Texte source —
※

Trudeau n’entend pas se faire forcer la main par la popularité de Legault

Le premier ministre Justin Trudeau
Photo: Manu Fernandez Associated Press Le premier ministre Justin Trudeau

Quoi qu’en pense — ou quoi qu’espère — François Legault, Justin Trudeau ne se sent pas lié par la taille du caucus dont risque d’hériter le chef de la Coalition avenir Québec après les élections d’octobre prochain. Brandissant la Charte canadienne des droits et libertés, le premier ministre fédéral martèle qu’une majorité parlementaire, si importante soit-elle, n’équivaut pas à donner la permission à un gouvernement d’imposer ses idées.

« La Charte existe pour contrer, pour s’assurer que malgré les majorités populaires ou populistes, on arrive à garantir la protection de tous », a fait valoir le premier ministre Trudeau, en entrevue exclusive avec Le Devoir en marge du sommet de l’OTAN à Madrid, jeudi. « C’est pour ça qu’une [telle] charte, au sein d’une démocratie où la majorité mène, elle a sa valeur. »

※

Liste des données:

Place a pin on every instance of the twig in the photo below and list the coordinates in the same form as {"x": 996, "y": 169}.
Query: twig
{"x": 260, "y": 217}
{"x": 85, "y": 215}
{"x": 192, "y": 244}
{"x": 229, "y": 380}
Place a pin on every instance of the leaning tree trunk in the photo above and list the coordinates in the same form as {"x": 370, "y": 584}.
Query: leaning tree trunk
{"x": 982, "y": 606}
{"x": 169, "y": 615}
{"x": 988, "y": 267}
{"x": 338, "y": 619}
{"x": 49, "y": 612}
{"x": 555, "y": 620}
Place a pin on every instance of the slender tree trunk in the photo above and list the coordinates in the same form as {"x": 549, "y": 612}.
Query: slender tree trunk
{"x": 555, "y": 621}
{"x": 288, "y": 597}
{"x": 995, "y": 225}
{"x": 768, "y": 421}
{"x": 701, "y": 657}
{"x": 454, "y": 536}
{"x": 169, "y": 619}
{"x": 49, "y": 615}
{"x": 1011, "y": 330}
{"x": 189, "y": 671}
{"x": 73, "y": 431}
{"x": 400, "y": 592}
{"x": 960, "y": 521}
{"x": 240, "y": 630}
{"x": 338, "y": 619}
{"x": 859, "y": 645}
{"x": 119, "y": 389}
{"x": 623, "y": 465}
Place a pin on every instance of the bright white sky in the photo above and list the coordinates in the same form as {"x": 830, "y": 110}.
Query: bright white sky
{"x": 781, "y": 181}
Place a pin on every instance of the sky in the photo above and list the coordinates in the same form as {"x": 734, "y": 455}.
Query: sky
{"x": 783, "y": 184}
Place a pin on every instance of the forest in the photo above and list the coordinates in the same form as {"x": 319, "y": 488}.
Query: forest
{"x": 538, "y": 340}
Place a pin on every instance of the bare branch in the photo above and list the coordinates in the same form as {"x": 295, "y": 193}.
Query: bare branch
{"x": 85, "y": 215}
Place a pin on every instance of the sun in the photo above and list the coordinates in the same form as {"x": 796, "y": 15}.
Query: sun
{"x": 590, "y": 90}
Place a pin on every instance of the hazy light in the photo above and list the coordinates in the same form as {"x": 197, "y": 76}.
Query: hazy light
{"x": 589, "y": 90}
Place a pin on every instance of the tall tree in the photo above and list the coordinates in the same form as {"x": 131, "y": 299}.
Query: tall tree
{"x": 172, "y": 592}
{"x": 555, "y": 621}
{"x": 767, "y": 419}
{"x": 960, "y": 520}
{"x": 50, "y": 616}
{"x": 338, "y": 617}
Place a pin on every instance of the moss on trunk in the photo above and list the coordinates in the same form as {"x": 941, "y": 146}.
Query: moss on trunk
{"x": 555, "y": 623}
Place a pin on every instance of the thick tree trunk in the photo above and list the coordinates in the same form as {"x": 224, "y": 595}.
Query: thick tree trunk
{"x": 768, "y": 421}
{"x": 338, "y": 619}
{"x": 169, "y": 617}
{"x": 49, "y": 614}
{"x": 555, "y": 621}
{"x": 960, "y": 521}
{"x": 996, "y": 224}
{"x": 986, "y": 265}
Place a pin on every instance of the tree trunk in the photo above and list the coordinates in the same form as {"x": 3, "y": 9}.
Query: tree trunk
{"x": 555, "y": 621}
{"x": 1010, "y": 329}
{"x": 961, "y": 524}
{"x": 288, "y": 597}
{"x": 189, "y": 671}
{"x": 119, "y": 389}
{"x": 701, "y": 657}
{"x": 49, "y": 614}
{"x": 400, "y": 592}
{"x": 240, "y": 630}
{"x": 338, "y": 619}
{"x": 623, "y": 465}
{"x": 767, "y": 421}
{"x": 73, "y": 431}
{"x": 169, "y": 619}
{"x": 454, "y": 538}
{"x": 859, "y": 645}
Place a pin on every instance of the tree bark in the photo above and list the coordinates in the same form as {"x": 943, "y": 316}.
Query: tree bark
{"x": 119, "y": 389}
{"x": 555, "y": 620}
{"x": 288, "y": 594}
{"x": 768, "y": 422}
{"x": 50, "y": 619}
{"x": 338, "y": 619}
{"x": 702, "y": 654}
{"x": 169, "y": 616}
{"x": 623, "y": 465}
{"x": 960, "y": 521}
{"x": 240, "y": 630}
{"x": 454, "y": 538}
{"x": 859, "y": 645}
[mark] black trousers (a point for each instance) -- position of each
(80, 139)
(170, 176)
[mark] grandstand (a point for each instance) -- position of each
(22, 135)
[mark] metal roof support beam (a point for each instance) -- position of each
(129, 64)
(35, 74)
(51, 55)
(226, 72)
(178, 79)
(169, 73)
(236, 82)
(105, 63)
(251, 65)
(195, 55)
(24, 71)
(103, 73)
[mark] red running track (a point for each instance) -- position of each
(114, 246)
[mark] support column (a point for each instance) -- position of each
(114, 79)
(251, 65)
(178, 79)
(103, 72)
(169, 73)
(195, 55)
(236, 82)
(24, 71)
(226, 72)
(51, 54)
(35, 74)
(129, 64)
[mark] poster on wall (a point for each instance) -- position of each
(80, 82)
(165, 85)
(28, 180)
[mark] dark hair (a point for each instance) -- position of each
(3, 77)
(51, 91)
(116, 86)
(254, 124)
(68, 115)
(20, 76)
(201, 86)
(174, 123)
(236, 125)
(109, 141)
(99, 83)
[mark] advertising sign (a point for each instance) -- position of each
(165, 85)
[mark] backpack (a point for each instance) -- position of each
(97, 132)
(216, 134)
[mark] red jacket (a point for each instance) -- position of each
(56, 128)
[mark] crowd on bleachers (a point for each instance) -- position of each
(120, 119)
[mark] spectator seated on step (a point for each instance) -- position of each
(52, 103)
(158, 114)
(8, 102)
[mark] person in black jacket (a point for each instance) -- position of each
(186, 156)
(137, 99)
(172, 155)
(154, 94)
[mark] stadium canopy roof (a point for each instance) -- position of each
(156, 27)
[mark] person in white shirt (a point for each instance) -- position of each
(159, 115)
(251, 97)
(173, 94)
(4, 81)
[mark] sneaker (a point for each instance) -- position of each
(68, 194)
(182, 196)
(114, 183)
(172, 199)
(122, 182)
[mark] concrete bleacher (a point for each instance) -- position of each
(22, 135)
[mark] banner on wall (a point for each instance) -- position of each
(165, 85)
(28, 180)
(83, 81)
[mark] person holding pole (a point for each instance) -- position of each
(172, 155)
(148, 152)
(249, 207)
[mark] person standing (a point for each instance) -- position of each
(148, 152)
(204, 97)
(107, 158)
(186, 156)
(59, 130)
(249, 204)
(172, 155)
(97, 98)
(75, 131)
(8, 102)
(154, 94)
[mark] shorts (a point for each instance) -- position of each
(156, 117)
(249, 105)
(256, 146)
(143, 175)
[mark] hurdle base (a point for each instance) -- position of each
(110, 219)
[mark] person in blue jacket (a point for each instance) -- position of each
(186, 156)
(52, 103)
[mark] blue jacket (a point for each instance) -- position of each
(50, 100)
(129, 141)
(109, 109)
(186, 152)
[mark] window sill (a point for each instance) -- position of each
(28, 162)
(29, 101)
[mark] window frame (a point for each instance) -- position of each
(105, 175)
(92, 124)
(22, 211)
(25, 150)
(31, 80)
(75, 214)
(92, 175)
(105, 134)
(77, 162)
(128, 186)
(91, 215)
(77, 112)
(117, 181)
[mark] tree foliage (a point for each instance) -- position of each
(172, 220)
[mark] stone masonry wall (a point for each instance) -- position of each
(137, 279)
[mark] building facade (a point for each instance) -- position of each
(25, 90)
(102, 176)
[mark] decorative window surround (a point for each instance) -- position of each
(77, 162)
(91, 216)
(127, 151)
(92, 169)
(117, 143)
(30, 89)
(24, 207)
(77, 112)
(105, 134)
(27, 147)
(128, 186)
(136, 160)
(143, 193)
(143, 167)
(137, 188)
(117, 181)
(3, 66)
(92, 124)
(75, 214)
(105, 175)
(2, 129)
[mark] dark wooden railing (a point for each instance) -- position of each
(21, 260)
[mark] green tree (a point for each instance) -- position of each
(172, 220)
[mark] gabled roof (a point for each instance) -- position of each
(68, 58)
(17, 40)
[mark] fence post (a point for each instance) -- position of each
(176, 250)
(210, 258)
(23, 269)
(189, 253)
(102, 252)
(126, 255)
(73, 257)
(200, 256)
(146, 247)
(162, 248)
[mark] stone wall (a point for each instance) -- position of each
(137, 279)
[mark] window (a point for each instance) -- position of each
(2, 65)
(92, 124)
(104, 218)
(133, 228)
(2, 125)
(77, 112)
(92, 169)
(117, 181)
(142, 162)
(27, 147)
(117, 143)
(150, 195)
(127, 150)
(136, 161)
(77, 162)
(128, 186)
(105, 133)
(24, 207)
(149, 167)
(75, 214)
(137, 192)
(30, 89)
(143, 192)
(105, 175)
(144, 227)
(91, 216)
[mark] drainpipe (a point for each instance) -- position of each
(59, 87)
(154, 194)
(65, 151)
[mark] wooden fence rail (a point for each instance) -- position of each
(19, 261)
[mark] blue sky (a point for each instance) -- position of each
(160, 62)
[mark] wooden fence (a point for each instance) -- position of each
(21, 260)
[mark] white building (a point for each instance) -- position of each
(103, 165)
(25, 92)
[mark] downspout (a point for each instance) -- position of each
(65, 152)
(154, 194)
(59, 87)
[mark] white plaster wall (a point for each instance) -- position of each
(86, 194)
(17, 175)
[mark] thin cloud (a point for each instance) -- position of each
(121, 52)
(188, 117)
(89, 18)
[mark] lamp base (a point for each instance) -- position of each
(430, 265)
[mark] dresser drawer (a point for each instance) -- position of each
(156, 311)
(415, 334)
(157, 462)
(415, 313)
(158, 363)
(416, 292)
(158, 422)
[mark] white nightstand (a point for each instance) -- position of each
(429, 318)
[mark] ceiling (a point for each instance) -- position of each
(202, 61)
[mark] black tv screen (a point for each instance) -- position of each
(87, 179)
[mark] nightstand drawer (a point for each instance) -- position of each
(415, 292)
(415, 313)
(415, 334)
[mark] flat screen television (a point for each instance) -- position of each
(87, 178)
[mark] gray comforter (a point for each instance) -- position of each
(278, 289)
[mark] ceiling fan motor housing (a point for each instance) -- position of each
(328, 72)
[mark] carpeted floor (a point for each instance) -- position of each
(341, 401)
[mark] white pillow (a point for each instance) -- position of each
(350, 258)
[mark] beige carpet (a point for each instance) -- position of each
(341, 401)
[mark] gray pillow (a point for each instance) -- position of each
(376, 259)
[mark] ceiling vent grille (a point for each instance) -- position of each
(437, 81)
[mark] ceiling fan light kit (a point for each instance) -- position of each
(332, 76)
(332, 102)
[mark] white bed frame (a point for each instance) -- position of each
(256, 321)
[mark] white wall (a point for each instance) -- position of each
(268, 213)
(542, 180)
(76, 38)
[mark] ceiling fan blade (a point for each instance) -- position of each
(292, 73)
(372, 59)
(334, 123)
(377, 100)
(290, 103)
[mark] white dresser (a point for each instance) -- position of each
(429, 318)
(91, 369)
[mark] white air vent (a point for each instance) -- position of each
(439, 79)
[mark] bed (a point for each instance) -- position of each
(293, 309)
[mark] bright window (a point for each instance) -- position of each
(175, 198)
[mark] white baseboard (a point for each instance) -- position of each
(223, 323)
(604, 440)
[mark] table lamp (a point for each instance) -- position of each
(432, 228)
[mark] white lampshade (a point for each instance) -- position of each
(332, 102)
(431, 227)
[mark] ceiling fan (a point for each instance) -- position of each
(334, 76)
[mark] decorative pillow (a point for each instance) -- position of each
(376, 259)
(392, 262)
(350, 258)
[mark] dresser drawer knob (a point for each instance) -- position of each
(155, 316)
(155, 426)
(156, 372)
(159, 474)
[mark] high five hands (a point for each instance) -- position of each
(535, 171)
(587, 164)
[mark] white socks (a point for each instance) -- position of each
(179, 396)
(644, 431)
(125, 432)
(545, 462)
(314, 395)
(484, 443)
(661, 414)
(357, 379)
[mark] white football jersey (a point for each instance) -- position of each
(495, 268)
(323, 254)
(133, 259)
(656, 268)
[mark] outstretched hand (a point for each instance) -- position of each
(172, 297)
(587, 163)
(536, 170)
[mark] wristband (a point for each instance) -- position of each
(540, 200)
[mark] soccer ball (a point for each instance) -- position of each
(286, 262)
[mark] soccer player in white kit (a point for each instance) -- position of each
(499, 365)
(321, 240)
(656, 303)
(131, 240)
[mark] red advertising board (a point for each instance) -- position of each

※

Série d'exercices —
1/ D'après l'article sur Justin Trudeau et la Charte, dans quelle ville se tenait le sommet de l'OTAN en marge duquel le premier ministre a accordé son entrevue au Devoir ?
2/ Veuillez rédiger la suite de l'article sur Justin Trudeau et la Charte, en commençant après sa dernière phrase.

Réponses par tâche —
1/ À Madrid.

2/
En évoquant des majorités « populaires ou populistes », M. Trudeau estime-t-il que François Legault est un dirigeant de la seconde trempe ? « On verra », répond-il. « Il joue certainement sur des enjeux qu’on a déjà vus, bien souvent, dans les élections québécoises : l’identité nationale, l’identité québécoise, francophone. » Des thèmes qui ont été abordés dans le passé.

« On ne critique personne pour ça », insiste le premier ministre fédéral. « Mais c’est quelque chose qu’on a déjà vu. On voit que ça n’amène pas toujours une société des plus productives ou positives. »

Au congrès de la CAQ, fin mai, à quatre mois du scrutin québécois, François Legault avait annoncé qu’il allait « travailler fort » lors de la campagne électorale afin de décrocher « un mandat fort pour aller négocier avec Ottawa ». Le premier ministre caquiste a entre autres dans sa mire davantage de pouvoirs pour le Québec en matière d’immigration, qu’il réclamera de nouveau au fédéral.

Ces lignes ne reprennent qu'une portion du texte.